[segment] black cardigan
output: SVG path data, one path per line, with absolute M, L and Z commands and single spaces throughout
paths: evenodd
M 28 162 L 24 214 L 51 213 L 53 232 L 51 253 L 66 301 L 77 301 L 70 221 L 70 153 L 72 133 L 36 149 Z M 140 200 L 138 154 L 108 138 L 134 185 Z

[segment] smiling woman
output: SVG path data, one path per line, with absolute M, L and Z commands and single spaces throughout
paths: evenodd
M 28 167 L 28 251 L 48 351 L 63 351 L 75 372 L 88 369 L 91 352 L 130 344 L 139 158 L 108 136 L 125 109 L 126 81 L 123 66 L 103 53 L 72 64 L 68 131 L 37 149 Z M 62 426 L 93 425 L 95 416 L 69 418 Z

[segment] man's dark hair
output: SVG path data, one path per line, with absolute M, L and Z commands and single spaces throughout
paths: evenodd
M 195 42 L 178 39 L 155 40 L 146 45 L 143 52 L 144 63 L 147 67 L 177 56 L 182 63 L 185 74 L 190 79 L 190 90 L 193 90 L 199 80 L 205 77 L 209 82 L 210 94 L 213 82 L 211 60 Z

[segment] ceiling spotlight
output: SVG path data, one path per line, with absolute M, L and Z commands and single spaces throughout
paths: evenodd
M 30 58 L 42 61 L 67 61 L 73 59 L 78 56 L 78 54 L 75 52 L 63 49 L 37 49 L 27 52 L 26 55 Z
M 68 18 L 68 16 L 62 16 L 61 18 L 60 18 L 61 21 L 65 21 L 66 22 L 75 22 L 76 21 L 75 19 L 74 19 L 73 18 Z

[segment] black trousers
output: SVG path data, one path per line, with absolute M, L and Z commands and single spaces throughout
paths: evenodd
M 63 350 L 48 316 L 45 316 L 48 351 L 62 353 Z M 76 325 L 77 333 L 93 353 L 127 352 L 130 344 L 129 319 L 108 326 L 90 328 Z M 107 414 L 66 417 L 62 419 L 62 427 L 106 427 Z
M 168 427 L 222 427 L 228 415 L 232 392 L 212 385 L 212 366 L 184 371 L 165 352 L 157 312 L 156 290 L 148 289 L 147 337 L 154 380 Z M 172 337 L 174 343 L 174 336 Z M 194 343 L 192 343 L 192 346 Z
#####
■ **Task goal**: Reproduce only the part of the items that opens with the line containing "[segment] smiling woman" and closes with the line containing "M 28 167 L 28", keeping every line including the requests. Scale each coordinate in the answers by 1.4 and round to whole numbers, with halves rounded up.

■ **Solution**:
[segment] smiling woman
output: SVG path data, one path per line, with absolute M, L and Z commands and single spaces throughout
paths: evenodd
M 39 234 L 39 351 L 67 491 L 88 491 L 105 521 L 123 517 L 127 493 L 182 482 L 195 221 L 151 190 L 175 153 L 176 113 L 172 92 L 144 74 L 101 90 L 95 183 L 52 209 Z M 87 596 L 130 595 L 133 582 L 97 585 Z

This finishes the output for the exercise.